Return each of the following entries word for word, with no changes.

## Start Task inputs

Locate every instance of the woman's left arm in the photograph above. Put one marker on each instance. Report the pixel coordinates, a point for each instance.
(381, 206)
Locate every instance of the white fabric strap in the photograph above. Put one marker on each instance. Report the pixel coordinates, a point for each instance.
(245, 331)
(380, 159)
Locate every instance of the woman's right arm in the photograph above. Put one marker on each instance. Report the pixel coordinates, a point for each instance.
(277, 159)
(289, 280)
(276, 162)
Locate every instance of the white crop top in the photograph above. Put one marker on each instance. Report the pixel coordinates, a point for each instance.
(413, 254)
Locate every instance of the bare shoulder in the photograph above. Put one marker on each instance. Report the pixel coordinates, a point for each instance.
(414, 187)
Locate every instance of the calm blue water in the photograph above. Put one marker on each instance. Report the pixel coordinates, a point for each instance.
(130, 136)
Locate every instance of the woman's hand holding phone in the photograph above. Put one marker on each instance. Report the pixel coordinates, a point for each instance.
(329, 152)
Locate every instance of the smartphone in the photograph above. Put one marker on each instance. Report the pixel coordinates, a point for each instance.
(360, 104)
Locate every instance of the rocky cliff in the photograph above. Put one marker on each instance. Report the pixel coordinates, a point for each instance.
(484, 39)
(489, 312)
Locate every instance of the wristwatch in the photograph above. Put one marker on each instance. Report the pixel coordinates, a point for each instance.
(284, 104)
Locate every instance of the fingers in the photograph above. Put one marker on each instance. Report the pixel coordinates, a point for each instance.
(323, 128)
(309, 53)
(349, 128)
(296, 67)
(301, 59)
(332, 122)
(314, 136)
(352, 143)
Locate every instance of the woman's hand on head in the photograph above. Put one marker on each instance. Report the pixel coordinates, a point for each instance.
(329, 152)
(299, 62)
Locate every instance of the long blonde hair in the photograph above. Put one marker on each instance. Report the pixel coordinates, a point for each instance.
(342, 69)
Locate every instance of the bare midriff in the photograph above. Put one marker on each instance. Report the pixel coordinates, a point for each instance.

## End Task inputs

Answer below
Locate every instance of the woman's left arm in the photograph above. Put one marker on each instance. Report the pixel coordinates, a point for each instance.
(381, 206)
Locate every instance of the white fabric strap in the photograph above. Put one marker on each instance. Report the pixel coordinates, a point for each instance.
(245, 331)
(380, 159)
Locate every instance of the woman's right arm in the photograph above. Put one marker on each instance. Report the pixel coordinates, a point for each instance.
(277, 159)
(289, 280)
(276, 162)
Locate every instance of the white crop top in the photograph above. Put one marker on each instance. Report the pixel coordinates, a point for each instance.
(413, 254)
Locate every instance of the bare shoulder in the photograph above. Put one marker on each instance. Report the pixel coordinates, a point for each instance.
(414, 187)
Locate every instance of the calm blue water in the photograph above. Put one marker on each instance. Report the pixel coordinates, a point for each instance.
(130, 136)
Locate every instance of the woman's hand holding phone in the photograph above. Put one marker on each instance. Report the pixel coordinates, a point for each instance.
(329, 152)
Locate every instance of the smartphone in the photograph above. Put one marker on each instance. Report the pixel coordinates, a point for each instance.
(360, 104)
Locate every instance of the rocky cliff in the photograph above. Put one marker on each instance. Report the pixel coordinates, a point for each instance.
(484, 39)
(489, 312)
Locate every instance of the wristwatch in the photograph above. Put one marker on each instance. Report the pixel coordinates, a point for each instance.
(284, 104)
Locate every instance of the fingers in the photograph above. Put one marker on each instance. Report the pixel coordinates, a point for each instance.
(323, 128)
(309, 53)
(349, 128)
(296, 67)
(301, 59)
(332, 122)
(314, 136)
(352, 143)
Locate every instance of the woman's hand on head in the photograph above. Put one marker on each instance. Report the pixel coordinates, a point for each instance.
(329, 152)
(299, 62)
Locate every instance of the long blonde hair in the photograph above. Put one marker on each instance. Report the pixel coordinates, a point for each instance.
(342, 69)
Locate every instance of the bare midriff in the photograph above. Put one marker on each instance. Report the pixel coordinates, a point for each instance.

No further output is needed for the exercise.